• _Set task_
Copy out the notebook below on measuring divergence between MNIST embeddings, in full and word for word.

• _Given text_
>> START

In [1]:
# Google Colab Only
try:
    import google.colab  # noqa: F401

    # specify the version of DataEval (==X.XX.X) for versions other than the latest
    %pip install -q dataeval maite-datasets
except Exception:
    pass

In [2]:
from maite_datasets.image_classification import MNIST

from dataeval.data import Embeddings
from dataeval.metrics.estimators import divergence

In [3]:
# Load in the training mnist dataset and use the first 4000
train_ds = MNIST(root="./data/", image_set="train", download=True)

# Extract the first 4000 embeddings
embeddings = Embeddings(train_ds, batch_size=400)[:4000]

In [4]:
print("Number of samples: ", len(embeddings))
print("Image shape:", embeddings[0].shape)

Number of samples:  4000
Image shape: torch.Size([784])


In [5]:
data_a = embeddings[:2000]
data_b = embeddings[2000:]

In [6]:
div = divergence(data_a, data_b)
print(div)

{'divergence': np.float64(0.1855), 'errors': np.int64(1629)}


In [7]:
corrupted_ds = MNIST(root="./data", image_set="train", corruption="translate", download=True)

>> END

• _Entries_
>> START

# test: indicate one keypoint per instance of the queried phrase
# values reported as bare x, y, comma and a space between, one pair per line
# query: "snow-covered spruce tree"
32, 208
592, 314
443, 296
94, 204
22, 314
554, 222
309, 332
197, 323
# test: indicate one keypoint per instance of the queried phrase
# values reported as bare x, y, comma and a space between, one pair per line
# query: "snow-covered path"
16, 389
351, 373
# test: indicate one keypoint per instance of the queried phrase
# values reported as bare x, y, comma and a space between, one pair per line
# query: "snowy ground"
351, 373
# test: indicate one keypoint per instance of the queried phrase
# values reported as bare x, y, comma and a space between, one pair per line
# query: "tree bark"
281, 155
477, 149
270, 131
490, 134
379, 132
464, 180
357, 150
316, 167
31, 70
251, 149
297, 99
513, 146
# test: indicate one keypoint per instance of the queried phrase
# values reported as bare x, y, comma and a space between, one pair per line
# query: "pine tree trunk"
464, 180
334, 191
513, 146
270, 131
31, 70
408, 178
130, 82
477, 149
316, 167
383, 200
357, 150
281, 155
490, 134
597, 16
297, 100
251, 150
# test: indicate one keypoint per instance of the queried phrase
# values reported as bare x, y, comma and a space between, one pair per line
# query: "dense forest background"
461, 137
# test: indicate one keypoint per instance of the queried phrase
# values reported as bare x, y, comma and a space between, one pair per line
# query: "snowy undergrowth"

>> END

• _Solution_
In [1]:
# Google Colab Only
try:
    import google.colab  # noqa: F401

    # specify the version of DataEval (==X.XX.X) for versions other than the latest
    %pip install -q dataeval maite-datasets
except Exception:
    pass

In [2]:
from maite_datasets.image_classification import MNIST

from dataeval.data import Embeddings
from dataeval.metrics.estimators import divergence

In [3]:
# Load in the training mnist dataset and use the first 4000
train_ds = MNIST(root="./data/", image_set="train", download=True)

# Extract the first 4000 embeddings
embeddings = Embeddings(train_ds, batch_size=400)[:4000]

In [4]:
print("Number of samples: ", len(embeddings))
print("Image shape:", embeddings[0].shape)

Number of samples:  4000
Image shape: torch.Size([784])


In [5]:
data_a = embeddings[:2000]
data_b = embeddings[2000:]

In [6]:
div = divergence(data_a, data_b)
print(div)

{'divergence': np.float64(0.1855), 'errors': np.int64(1629)}


In [7]:
corrupted_ds = MNIST(root="./data", image_set="train", corruption="translate", download=True)